• _Estratto della fonte_
* * * *

Il Frasquito sarebbe infatti il barattolino di marmellata che la mamma dà al bambino la mattina, per fare colazione. Al di là della struttura, il soprannome arriva dallo ‘SNAP’, cioè dal rumore del tappo che si muove sul Frasquito: era il rumore che produceva Maxi quando calciava. Ecco, ci siamo capiti, no? C’è tutto un mondo che merita di essere raccontato: non solo argentino, semmai totalmente sudamericano. La storia dei soprannomi è lunga e piena di (piacevoli) sorprese. Qui vi forniamo le 10 spiegazioni più belle e più assurde: spesso questi due aggettivi, in determinate culture, vanno di pari passo.

Martin Caceres: el Pelado

Ora: diteci voi! Come può, un capellone come Martin Caceres essere chiamato ‘Pelado‘, cioè pelato, ossia calvo? Tutta colpa… di sua madre! E di un aneddoto da ritrovare nel 1998: l’attuale difensore della Fiorentina, infatti, fu completamente rasato dalla madre. Si sa, poi, come sono i bambini a 11 anni: terribili. Talmente terribili da attribuirgli un soprannome strano, certamente atipico dato il personaggio, che però l’ha accompagnato durante tutta la sua carriera. In cui Martin non ha mai cambiato pettinatura, tra l’altro: ha sempre mantenuto i capelli lunghissimi.

* * * *

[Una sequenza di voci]

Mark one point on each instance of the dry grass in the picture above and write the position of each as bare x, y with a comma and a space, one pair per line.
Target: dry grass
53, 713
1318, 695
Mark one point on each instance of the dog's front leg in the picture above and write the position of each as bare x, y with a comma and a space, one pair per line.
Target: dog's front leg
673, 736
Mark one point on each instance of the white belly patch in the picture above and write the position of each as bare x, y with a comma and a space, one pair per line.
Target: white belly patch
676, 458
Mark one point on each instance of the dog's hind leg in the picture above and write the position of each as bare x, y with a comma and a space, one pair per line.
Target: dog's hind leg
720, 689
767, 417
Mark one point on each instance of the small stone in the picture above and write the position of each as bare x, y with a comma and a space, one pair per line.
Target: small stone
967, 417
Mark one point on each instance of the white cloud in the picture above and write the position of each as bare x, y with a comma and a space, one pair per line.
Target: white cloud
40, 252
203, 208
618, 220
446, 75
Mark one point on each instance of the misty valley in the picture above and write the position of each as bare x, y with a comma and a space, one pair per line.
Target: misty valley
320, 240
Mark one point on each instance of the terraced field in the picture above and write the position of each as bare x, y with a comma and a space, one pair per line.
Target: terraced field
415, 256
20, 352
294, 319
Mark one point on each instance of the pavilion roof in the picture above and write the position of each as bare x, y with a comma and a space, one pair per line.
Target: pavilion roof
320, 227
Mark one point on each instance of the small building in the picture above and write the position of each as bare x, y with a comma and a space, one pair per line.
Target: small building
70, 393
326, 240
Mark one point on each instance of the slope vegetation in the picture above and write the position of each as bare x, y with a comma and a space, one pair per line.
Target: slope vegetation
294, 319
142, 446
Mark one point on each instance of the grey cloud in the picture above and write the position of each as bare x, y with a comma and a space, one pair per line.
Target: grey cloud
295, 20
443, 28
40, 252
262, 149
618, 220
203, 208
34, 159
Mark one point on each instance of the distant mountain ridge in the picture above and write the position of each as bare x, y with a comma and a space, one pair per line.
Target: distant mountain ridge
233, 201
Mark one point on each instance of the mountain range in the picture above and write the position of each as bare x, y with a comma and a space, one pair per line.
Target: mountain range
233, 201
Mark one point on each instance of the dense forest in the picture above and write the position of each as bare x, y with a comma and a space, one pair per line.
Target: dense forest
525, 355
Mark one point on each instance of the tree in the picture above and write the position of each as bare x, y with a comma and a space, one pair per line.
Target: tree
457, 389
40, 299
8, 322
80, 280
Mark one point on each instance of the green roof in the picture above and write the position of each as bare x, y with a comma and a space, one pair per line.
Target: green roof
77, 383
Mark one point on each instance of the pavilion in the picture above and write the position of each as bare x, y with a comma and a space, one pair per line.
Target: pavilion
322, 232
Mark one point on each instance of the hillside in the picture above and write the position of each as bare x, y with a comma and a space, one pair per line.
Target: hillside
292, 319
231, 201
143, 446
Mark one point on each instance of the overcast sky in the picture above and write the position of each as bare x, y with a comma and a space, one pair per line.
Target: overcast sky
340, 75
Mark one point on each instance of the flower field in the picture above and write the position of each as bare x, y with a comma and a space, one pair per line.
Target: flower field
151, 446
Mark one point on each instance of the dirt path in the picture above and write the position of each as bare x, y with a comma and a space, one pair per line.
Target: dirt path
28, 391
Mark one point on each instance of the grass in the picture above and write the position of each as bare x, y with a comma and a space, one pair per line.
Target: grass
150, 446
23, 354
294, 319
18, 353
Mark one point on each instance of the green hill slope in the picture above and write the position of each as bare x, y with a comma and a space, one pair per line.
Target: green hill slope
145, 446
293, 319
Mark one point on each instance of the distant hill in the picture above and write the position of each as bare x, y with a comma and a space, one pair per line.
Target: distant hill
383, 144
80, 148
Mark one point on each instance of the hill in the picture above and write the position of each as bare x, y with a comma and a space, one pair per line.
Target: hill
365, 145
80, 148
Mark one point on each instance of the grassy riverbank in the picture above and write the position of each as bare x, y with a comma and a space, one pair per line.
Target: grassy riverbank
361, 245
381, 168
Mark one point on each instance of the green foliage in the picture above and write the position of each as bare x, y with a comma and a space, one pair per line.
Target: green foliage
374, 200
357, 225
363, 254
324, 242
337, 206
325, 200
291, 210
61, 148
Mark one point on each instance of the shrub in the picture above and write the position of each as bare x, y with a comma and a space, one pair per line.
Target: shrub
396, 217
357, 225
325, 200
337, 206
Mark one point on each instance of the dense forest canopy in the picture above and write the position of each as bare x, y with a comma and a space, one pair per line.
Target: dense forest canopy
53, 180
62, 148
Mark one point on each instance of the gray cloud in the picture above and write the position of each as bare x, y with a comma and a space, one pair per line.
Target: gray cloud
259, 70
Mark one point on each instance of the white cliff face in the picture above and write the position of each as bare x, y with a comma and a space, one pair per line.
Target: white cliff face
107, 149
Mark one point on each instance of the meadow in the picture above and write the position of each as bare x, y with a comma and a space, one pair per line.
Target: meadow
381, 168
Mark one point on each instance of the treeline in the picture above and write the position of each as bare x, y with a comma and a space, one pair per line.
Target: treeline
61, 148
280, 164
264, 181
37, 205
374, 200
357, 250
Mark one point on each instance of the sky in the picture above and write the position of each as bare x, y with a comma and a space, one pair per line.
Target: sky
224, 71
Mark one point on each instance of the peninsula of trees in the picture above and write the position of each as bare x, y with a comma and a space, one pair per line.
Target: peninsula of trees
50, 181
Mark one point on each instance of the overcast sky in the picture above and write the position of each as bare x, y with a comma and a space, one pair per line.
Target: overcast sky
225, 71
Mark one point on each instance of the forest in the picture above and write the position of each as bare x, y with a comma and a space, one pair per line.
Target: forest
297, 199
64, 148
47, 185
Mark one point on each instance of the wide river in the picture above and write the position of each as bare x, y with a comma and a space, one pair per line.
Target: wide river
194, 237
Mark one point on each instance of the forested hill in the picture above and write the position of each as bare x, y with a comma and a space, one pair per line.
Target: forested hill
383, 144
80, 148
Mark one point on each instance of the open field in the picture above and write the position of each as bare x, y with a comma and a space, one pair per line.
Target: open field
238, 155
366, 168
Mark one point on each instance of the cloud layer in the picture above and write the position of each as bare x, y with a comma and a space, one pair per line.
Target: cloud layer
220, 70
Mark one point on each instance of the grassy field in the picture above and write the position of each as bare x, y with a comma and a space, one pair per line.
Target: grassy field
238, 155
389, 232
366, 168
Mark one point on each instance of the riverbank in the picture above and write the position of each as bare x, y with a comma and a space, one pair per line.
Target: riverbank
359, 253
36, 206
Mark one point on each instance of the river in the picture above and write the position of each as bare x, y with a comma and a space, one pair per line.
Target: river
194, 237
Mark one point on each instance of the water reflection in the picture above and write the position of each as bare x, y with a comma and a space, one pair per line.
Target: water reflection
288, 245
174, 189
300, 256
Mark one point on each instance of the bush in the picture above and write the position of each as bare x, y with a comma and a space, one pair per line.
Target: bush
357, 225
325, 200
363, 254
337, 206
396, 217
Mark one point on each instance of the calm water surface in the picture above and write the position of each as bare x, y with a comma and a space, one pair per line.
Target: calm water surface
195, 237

* * * *

• _Sfide proposte_
• A. Ricopia dal testo sui soprannomi dei calciatori sudamericani il passo che va da "Martin Caceres: el" fino a "i capelli lunghissimi." compreso.
• B. Trasla di 146 ogni numero delle coordinate nelle risposte e riporta tutte le righe delle voci, richieste incluse, dalla riga con "Mark one point on each instance of the calm" fino all'ultima riga delle voci compresa.

• _Elenco risposte_
• A.
Martin Caceres: el Pelado

Ora: diteci voi! Come può, un capellone come Martin Caceres essere chiamato ‘Pelado‘, cioè pelato, ossia calvo? Tutta colpa… di sua madre! E di un aneddoto da ritrovare nel 1998: l’attuale difensore della Fiorentina, infatti, fu completamente rasato dalla madre. Si sa, poi, come sono i bambini a 11 anni: terribili. Talmente terribili da attribuirgli un soprannome strano, certamente atipico dato il personaggio, che però l’ha accompagnato durante tutta la sua carriera. In cui Martin non ha mai cambiato pettinatura, tra l’altro: ha sempre mantenuto i capelli lunghissimi.

• B.
Mark one point on each instance of the calm water surface in the picture above and write the position of each as bare x, y with a comma and a space, one pair per line.
Target: calm water surface
341, 383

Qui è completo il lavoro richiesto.